» **What is being asked**: According to the passage on the law on expert witnesses below, whose mandate does qualifying someone as an expert fall within?

» **Passage provided**:
↓↓↓
The Law on Expert Witnesses
[10] It should be mentioned at the start that the assessment performed by Dr. Marshall was one that was ordered judicially under s.54 of the Child and Family Services Act (now s.98 of the Child, Youth and Family Services Act). The former statute (the CFSA) had provisions that are identical for all intents and purposes to those in the latter (the CYFSA). Section 98(1) CYFSA provides:
S. 98 (1) In the course of a proceeding under this Part, the court may order that one or more of the following persons undergo an assessment within a specified time by a person appointed in accordance with subsections (3) and (4):
- The child.
- A parent of the child.
- Any other person, other than a foster parent, who is putting forward or would participate in a plan for the care and custody of or access to the child.
[11] Sections 98(4), (5) and (12) provide
S. 98 (4) The court shall appoint the person selected by the parties to perform the assessment if the court is satisfied that the person meets the following criteria:
- The person is qualified to perform medical, emotional, developmental, psychological, educational or social assessments.
- The person has consented to perform the assessment.
S. 98 (5) If the court is of the opinion that the person selected by the parties under subsection (3) does not meet the criteria set out in subsection (4), the court shall select and appoint another person who does meet the criteria.
S. 98 (12) The report of an assessment ordered under subsection (1) is evidence and is part of the court record of the proceeding.
[12] The court did appoint Dr. Marshall to conduct some assessments. This was pursuant to orders made on three motions brought by the society. The motions judge felt that Dr. Marshall was “qualified” to perform the assessments that were ordered. Neither the above subsections, nor the orders made, purported to, or actually qualified Dr. Marshall as an “expert”, or enabled his opinion as a purported expert to be admitted at the trial in this proceeding. That qualification as an expert falls within the mandate of the trial judge.
[13] Justice P. Jones, in Children’s Aid Society, Region of Halton v J.B.[^1] stated [at paragraph 16]
“ …a voir dire on an expert's qualifications to give opinion evidence on a section 98 assessment should be held routinely before the trial judge, especially when the opinions expressed in the report are not accepted by all the parties and the answers in the assessment report to the questions posed in the assessment order, if accepted, would provide ready-made answers to the very questions before the court.”
[14] Justice Jones quoted Justice Molloy in R. v France[^2] [at paragraph 12]
“ …, the trial judge must be vigilant to ensure that the expert's testimony does not stray from the true area of the witness's expertise and into the fact-finding role of the jury.
↑↑↑
Spatial localization data:
↓↓↓
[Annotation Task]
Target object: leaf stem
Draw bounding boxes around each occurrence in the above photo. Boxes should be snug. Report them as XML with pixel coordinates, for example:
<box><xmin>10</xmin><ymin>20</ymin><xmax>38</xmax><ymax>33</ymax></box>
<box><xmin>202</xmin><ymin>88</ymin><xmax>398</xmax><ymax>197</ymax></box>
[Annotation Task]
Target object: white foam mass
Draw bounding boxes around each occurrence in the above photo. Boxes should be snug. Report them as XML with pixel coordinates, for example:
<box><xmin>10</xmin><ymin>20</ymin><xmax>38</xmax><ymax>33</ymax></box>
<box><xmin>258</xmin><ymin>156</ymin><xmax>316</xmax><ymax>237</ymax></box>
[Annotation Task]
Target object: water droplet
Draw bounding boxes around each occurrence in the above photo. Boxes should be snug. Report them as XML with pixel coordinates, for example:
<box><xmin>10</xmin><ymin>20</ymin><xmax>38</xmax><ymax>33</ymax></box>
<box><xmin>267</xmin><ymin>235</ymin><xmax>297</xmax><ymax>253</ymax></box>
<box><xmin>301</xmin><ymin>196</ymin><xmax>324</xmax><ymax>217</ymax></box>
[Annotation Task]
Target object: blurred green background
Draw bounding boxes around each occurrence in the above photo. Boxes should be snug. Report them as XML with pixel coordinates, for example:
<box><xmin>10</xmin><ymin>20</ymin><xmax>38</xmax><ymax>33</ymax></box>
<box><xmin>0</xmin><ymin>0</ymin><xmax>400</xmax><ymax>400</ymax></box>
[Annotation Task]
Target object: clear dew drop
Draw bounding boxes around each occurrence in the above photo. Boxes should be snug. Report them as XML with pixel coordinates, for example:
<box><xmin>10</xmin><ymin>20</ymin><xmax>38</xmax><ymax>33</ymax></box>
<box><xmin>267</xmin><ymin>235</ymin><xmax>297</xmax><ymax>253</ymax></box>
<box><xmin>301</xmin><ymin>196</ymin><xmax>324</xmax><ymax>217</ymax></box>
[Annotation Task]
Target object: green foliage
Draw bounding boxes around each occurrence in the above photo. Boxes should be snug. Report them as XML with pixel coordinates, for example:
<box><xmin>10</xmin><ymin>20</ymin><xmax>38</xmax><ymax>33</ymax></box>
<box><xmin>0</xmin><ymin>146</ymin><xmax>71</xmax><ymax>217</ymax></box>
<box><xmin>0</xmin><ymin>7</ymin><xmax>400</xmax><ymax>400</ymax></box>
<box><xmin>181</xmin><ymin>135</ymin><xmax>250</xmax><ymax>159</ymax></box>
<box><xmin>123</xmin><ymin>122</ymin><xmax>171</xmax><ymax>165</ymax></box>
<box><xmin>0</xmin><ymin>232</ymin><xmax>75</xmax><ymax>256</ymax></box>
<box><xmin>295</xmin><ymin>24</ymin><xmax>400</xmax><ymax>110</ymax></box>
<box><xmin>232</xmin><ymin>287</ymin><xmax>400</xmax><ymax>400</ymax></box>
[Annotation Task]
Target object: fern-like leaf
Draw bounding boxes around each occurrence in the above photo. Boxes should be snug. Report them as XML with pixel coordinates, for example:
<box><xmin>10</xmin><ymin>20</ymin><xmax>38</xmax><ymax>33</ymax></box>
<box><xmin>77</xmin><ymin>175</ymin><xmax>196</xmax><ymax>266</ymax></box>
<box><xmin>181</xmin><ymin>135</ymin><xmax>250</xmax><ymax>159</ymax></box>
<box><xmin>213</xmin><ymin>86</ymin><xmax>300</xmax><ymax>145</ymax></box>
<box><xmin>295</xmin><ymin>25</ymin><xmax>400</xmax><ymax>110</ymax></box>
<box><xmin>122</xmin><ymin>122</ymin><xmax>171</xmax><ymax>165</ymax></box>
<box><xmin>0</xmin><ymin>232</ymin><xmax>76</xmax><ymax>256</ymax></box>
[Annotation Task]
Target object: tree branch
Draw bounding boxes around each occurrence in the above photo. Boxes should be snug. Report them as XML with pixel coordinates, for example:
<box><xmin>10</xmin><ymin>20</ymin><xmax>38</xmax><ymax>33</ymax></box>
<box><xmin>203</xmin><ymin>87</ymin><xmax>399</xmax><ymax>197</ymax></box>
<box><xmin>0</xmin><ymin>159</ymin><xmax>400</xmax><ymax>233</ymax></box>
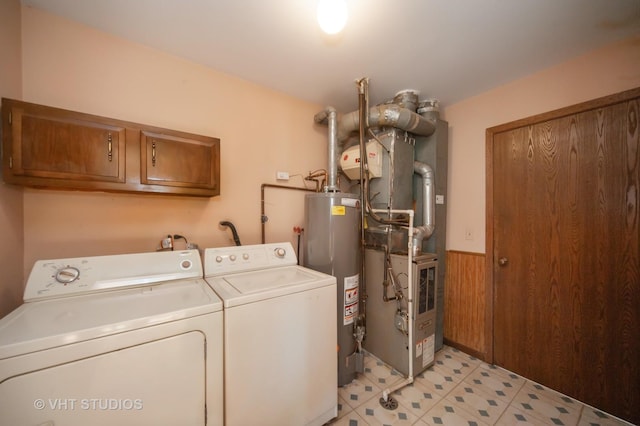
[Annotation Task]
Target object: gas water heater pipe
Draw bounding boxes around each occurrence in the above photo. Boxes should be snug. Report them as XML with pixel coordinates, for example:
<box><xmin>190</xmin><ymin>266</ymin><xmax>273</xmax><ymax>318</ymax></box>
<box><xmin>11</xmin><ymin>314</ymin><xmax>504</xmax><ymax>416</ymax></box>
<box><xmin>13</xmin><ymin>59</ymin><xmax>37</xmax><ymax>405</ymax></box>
<box><xmin>413</xmin><ymin>161</ymin><xmax>436</xmax><ymax>254</ymax></box>
<box><xmin>313</xmin><ymin>106</ymin><xmax>340</xmax><ymax>192</ymax></box>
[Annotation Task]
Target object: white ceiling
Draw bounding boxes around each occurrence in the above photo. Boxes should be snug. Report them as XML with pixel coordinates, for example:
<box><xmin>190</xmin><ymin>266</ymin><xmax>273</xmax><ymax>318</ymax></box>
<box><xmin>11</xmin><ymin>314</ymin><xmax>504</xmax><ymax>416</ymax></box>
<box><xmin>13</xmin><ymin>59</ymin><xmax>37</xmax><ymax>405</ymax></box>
<box><xmin>22</xmin><ymin>0</ymin><xmax>640</xmax><ymax>112</ymax></box>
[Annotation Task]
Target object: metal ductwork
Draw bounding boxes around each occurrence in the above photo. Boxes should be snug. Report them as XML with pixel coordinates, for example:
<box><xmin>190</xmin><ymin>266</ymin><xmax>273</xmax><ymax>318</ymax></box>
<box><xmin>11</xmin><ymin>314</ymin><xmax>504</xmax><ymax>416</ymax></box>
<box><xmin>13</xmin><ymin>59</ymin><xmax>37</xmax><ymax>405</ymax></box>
<box><xmin>313</xmin><ymin>106</ymin><xmax>339</xmax><ymax>192</ymax></box>
<box><xmin>412</xmin><ymin>161</ymin><xmax>436</xmax><ymax>254</ymax></box>
<box><xmin>337</xmin><ymin>104</ymin><xmax>436</xmax><ymax>141</ymax></box>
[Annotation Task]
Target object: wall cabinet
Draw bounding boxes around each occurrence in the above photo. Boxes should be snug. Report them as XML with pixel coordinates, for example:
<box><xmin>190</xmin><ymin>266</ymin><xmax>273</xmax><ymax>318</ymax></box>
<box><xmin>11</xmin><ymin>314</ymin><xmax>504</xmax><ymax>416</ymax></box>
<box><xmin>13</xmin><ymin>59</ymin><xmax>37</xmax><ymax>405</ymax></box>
<box><xmin>2</xmin><ymin>99</ymin><xmax>220</xmax><ymax>197</ymax></box>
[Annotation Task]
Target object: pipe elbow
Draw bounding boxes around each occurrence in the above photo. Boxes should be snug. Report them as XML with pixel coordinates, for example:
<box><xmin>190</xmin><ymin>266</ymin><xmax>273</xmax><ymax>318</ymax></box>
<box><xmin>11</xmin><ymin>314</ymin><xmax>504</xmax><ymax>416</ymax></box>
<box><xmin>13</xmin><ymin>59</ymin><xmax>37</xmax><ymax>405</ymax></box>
<box><xmin>413</xmin><ymin>161</ymin><xmax>433</xmax><ymax>179</ymax></box>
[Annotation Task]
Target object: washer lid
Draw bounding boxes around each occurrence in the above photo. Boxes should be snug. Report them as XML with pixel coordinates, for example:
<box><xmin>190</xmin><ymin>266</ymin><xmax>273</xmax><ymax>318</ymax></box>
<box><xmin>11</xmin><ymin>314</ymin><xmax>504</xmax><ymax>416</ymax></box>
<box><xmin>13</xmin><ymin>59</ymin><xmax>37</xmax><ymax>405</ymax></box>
<box><xmin>0</xmin><ymin>279</ymin><xmax>222</xmax><ymax>359</ymax></box>
<box><xmin>207</xmin><ymin>266</ymin><xmax>336</xmax><ymax>308</ymax></box>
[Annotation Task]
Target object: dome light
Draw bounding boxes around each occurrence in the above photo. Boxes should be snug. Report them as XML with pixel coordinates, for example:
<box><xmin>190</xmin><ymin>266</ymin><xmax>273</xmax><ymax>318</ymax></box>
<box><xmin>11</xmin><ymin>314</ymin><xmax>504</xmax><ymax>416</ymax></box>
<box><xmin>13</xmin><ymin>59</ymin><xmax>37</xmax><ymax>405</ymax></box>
<box><xmin>318</xmin><ymin>0</ymin><xmax>349</xmax><ymax>34</ymax></box>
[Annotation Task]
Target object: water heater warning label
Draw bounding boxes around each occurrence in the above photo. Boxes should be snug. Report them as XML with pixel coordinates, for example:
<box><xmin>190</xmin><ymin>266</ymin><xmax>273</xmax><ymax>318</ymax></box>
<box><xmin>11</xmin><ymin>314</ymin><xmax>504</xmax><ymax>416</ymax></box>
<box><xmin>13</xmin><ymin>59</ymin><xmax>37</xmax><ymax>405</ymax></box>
<box><xmin>331</xmin><ymin>206</ymin><xmax>347</xmax><ymax>216</ymax></box>
<box><xmin>343</xmin><ymin>275</ymin><xmax>360</xmax><ymax>325</ymax></box>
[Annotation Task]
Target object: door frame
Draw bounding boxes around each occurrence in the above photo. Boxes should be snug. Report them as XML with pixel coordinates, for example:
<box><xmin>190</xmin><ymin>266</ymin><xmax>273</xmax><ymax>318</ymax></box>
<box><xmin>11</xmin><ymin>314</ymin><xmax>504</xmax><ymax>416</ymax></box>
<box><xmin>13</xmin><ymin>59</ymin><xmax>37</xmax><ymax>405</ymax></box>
<box><xmin>483</xmin><ymin>88</ymin><xmax>640</xmax><ymax>364</ymax></box>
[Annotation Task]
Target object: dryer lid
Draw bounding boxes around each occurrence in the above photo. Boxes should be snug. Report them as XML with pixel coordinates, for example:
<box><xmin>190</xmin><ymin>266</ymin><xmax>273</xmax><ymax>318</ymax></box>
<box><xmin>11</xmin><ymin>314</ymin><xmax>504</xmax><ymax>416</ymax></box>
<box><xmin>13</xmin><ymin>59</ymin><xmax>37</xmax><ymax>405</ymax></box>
<box><xmin>0</xmin><ymin>279</ymin><xmax>222</xmax><ymax>359</ymax></box>
<box><xmin>207</xmin><ymin>266</ymin><xmax>336</xmax><ymax>308</ymax></box>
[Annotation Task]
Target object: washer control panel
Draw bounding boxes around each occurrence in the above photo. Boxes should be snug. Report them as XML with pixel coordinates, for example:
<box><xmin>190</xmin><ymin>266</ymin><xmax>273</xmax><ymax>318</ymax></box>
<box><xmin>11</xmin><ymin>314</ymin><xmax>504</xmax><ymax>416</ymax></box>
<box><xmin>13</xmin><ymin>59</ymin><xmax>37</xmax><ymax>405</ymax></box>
<box><xmin>24</xmin><ymin>250</ymin><xmax>203</xmax><ymax>302</ymax></box>
<box><xmin>204</xmin><ymin>242</ymin><xmax>298</xmax><ymax>277</ymax></box>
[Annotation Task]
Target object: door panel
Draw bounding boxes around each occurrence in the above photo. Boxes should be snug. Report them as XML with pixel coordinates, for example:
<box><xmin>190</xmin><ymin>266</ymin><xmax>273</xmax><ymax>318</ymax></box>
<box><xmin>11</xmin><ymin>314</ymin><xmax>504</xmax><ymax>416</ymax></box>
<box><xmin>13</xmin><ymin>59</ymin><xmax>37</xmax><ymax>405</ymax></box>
<box><xmin>488</xmin><ymin>90</ymin><xmax>640</xmax><ymax>422</ymax></box>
↑↑↑
» **Output for this task**: The trial judge's.